_The records_.

— Begin —

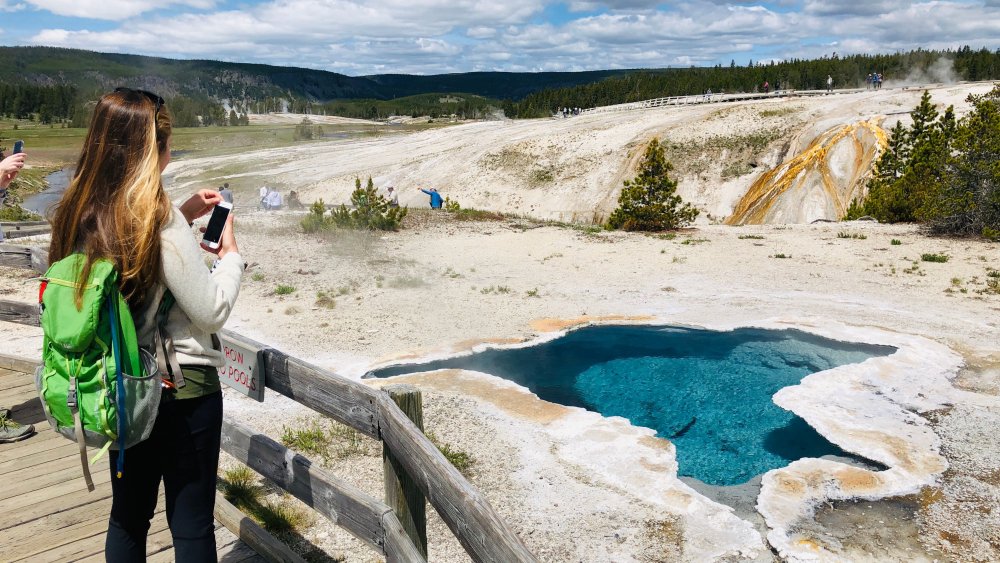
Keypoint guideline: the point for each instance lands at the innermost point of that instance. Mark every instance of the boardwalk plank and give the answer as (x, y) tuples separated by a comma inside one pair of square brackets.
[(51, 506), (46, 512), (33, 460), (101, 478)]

— End —
— Begin —

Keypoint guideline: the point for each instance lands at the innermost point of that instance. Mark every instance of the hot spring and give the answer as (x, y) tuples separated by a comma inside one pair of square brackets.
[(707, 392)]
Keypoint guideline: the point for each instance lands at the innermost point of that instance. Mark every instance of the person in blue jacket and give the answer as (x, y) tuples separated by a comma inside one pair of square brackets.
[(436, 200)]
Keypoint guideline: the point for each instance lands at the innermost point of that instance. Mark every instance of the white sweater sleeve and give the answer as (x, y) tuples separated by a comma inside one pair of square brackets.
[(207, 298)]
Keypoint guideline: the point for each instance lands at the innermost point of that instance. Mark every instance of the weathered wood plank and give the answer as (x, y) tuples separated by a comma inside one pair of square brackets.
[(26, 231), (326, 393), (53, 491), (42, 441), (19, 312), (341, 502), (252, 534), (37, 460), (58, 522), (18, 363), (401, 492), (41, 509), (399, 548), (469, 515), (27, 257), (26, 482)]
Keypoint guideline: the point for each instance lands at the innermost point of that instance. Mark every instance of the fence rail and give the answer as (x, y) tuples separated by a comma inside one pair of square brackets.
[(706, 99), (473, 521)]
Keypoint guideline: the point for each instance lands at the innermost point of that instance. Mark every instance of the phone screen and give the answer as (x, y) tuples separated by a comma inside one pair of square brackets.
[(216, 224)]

— End —

_Goal_.
Reproduce verbatim the lines running from the one that contains "of the white" up to and including the one that contains "[(207, 298)]".

_Complete output_.
Keypoint guideline: the point for each instance lands at the innermost point of that instance. Mark every instance of the white sweater sleeve and give the answer as (x, y) tuples separated by a comma inside one pair of square brackets.
[(207, 298)]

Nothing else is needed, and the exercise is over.